## [Stated task A]
Please translate this sentence from the passage on tannaitic disputes into Spanish: "It should not be concluded, however, that the Mishnah and Tosefta contain only terse, highly formulaic redactions of tannaitic disputes."

## [Passage to read]
╔══
This study in the way the three disputes were fashioned has taught us that we should not see in them complete and accurate minutes of the sages’ deliberations, not even a neutral and undistorted documentation of the main dispute, but an agenda-driven presentation of the give-and-take meant to lead to the explicit or implied decision (80).
It should not be concluded, however, that the Mishnah and Tosefta contain only terse, highly formulaic redactions of tannaitic disputes. At times the discourse is expansive, marked by extended reasoning (rather than terse assertions) and also true-to-life comments that do not serve a strict halakhic function. An example of this kind of dispute is found in T. Nedarim 6:5, which I quote in full.
A. A deceased childless brother’s widow awaiting levirite marriage, whether with a single levir or with two levirs—
B. R. Eliezer says, “He annuls her vows.”
C. R. Joshua says, “That is the case with one, but not with two.”
D. R. ’Aqiba says, “That is the case neither with one nor with two” [M. Nedarim
10:6A–D].
E. Said R. Eliezer, “Now in the case of a woman in whom I have no part before she enters my domain, once she enters my domain, she is wholly in my power [so that I may annul her vows], in the case of a woman in whom I have some part before she comes into my domain [in that the woman cannot marry anyone other than the levir in the event that her childless husband dies], once she enters my domain, is it not logical that she should be wholly in my power [so that I may annul her vows]?”
╚══
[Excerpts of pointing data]
╔══
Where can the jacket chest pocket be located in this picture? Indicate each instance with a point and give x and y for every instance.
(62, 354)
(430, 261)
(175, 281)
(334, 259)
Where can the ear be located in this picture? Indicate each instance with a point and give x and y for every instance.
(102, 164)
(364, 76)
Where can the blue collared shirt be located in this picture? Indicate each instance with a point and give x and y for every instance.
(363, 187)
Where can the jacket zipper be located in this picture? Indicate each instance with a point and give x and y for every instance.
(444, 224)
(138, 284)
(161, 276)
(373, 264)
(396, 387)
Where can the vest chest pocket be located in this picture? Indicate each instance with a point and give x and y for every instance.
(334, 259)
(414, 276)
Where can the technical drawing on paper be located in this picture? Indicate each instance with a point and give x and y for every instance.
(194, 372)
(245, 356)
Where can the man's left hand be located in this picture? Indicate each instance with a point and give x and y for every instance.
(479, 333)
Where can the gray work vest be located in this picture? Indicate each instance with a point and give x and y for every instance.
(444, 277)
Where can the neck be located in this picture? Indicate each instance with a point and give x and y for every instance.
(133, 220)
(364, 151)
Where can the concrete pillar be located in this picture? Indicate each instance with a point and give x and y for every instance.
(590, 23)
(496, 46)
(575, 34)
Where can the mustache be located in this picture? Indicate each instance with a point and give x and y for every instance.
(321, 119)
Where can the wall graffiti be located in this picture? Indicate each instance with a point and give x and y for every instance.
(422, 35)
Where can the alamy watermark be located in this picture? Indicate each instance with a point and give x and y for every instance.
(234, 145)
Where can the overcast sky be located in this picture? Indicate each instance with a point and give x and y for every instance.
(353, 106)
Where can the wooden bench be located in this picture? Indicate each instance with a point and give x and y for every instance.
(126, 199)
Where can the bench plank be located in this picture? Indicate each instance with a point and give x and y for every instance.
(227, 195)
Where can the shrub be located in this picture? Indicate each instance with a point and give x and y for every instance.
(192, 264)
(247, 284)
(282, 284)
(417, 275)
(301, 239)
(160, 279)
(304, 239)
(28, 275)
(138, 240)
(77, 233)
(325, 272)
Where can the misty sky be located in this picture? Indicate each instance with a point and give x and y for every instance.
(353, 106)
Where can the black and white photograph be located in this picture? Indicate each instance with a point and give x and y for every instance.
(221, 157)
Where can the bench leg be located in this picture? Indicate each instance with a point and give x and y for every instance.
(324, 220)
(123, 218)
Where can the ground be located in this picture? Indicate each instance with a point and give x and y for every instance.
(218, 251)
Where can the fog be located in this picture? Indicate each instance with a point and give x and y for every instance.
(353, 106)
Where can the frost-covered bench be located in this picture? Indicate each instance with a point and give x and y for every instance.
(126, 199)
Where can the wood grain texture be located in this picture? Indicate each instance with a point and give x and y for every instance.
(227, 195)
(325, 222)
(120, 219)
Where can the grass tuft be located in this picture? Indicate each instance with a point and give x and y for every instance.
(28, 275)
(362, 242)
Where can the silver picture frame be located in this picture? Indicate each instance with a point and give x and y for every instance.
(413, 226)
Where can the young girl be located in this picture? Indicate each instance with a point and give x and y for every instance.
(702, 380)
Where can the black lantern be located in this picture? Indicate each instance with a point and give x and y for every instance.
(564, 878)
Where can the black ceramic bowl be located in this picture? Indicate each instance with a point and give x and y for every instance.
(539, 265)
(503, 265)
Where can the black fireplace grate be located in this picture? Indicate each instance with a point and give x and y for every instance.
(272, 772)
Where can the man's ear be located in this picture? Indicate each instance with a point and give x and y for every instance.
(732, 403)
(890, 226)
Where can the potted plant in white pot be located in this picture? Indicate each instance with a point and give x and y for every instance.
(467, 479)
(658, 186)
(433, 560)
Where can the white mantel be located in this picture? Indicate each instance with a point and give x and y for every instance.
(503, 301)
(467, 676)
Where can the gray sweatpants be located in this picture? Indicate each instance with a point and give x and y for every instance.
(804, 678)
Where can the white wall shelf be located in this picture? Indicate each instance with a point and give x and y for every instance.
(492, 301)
╚══
## [Stated task B]
Shift every coordinate in the answers by -134 in the listing lines starting at the line that contains "Where can the gray sweatpants" and ending at the last line of the listing. Reproduce only those lines, requests included.

## [Full output A]
Sin embargo, no debe concluirse que la Mishná y la Tosefta contienen solo redacciones escuetas y sumamente formulaicas de las disputas tanaíticas.

## [Full output B]
Where can the gray sweatpants be located in this picture? Indicate each instance with a point and give x and y for every instance.
(670, 544)
Where can the white wall shelf be located in this picture? Indicate each instance with a point and give x and y for every instance.
(358, 167)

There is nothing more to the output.